● **Required actions**:
**a.** Decide whether each statement agrees with the Match Day article, answering yes or no and quoting the deciding words: (i) National LGBT Health Awareness Week runs from March 11 to March 17. (ii) On Match Day, medical students get a phone call inviting them to join a medical institution. (iii) The author wants physicians to advise STD testing only for patients who show symptoms.
**b.** In the Match Day article, list every occasion named in the sentence that begins "It’s the Ides of March".
**c.** Carry on the Match Day article from where it stops, keeping to its voice and its short list of wishes for the next generation of physicians.

● **Reading passage**:

Save March Madness for Basketball: Recognizing Medical School Match Day, March 15
Today, March 15, is a day of bountiful and diverse celebrations, amidst National LGBT Health Awareness Week (Mar. 11-17). It’s the Ides of March, the height of NCAA basketball’s March Madness, the opening of the LGBTI Health Summit and Medical School Match Day, when medical students receive an envelope inviting them to join a medical institution.
For them, it means much excitement and little sleep. For us, it’s a day of hope. What do you want from physicians as the next generation is identified and paired with hospitals? Here’s my short list:
Be diverse, like the U.S., and speak the same language – not just share a native tongue – with your patients. Advise everyone who’s sexually active to receive STD testing.
Neither erase lesbians from condom discussions nor include them for reasons that don’t resonate with them. Ask questions, and talk about gloves and dams.

(Recorded data)

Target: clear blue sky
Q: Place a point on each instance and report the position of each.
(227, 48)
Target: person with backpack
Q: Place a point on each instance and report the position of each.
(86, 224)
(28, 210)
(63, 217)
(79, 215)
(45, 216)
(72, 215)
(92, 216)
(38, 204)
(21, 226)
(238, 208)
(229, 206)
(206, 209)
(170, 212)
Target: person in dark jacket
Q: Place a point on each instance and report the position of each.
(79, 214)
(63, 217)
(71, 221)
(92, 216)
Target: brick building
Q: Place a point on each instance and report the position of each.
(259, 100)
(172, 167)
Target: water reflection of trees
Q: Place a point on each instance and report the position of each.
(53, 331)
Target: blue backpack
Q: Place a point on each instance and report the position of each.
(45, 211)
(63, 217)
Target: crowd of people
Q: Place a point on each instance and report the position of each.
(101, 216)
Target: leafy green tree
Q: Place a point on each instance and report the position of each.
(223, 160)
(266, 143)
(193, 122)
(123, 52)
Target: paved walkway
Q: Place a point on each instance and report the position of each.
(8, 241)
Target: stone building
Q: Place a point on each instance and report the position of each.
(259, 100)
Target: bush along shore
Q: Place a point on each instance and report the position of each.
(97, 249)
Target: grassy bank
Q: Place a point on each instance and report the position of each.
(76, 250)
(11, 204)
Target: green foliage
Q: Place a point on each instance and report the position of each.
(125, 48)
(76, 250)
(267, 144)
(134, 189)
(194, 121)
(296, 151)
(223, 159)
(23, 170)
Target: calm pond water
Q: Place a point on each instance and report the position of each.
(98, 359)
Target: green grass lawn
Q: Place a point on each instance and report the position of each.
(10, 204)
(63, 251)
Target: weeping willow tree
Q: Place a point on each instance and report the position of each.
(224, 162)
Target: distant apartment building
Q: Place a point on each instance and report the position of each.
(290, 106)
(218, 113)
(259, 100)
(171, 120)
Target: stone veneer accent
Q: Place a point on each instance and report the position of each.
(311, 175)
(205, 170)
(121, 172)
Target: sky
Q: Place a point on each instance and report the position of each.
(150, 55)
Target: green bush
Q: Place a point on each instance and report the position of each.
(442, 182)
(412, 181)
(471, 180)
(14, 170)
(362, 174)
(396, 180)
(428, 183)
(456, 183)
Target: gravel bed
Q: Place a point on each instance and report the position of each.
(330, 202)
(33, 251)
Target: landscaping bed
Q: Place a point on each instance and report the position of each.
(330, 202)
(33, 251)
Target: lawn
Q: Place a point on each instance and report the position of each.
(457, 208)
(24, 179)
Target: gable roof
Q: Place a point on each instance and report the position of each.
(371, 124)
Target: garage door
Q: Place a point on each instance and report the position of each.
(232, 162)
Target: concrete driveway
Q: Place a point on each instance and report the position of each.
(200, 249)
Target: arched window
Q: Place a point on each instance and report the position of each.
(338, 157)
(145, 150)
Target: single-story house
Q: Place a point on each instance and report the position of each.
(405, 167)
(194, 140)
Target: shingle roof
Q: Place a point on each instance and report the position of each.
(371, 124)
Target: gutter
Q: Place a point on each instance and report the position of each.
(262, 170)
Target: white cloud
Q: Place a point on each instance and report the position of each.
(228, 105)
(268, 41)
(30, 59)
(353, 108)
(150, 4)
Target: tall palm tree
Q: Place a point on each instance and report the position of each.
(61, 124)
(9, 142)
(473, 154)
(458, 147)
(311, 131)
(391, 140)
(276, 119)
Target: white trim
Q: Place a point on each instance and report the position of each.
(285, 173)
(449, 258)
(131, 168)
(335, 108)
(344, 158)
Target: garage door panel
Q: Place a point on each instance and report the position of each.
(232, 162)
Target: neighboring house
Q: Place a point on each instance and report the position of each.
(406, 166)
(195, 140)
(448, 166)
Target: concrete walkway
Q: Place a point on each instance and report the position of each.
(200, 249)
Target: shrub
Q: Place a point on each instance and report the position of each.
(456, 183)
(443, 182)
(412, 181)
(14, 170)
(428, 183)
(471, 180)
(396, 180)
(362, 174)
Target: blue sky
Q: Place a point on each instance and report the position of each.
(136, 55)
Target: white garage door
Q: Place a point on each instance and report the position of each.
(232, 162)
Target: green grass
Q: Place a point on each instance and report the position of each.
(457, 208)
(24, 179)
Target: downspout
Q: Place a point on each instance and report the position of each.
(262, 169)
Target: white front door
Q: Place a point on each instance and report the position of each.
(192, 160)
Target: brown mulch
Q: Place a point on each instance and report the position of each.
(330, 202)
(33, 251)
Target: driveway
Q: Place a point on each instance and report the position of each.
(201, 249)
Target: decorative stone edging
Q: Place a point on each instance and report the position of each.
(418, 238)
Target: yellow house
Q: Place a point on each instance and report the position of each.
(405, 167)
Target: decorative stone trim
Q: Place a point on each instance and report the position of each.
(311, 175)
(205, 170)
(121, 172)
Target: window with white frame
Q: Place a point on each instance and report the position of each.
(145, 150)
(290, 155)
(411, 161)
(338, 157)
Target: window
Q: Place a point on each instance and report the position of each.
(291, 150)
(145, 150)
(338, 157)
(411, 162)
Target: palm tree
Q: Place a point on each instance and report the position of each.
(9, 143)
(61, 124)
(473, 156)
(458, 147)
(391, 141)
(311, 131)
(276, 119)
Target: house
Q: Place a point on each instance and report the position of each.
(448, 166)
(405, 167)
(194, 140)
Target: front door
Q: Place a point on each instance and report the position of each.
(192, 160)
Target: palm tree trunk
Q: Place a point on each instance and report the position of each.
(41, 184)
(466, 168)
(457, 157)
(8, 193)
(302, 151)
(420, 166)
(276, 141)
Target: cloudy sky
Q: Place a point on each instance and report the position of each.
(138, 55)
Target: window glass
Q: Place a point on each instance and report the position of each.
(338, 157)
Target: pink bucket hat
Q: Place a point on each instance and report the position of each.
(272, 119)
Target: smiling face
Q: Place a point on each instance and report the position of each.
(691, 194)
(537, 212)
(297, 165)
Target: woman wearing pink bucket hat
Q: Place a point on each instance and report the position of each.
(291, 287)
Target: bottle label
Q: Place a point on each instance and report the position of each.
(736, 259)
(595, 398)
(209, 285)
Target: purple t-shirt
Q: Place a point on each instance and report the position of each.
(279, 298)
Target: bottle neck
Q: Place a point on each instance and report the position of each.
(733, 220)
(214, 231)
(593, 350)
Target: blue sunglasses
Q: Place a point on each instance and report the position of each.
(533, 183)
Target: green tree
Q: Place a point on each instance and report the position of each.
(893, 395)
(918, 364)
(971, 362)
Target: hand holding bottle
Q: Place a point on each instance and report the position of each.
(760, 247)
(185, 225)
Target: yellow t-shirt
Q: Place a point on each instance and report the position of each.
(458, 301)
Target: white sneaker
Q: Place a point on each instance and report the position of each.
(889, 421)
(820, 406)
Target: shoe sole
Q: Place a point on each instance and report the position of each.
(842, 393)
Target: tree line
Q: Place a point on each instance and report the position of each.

● **Responses by item number**:
**a.**
(i) Yes: "National LGBT Health Awareness Week (Mar. 11-17)"
(ii) No: "receive an envelope inviting them to join a medical institution"
(iii) No: "Advise everyone who’s sexually active to receive STD testing."

**b.**
the Ides of March
the height of NCAA basketball’s March Madness
the opening of the LGBTI Health Summit
Medical School Match Day

**c.**
Let someone be tested for HIV and not have their name disclosed. Remember that everyone is at risk for HIV/AIDS, and all conversations should be fair game when they arm people to make the safest choices they can.
Welcome gay and other men who have sex with men to discuss and ask questions about sexual practice without judgment and stigma so that they can get the best medical counsel. And let’s remember bisexual people, too.
Address trans people by their preferred name, pronoun and gender and know that some men need pap smears and some women need prostate exams. Don’t forget the intersexed people, either.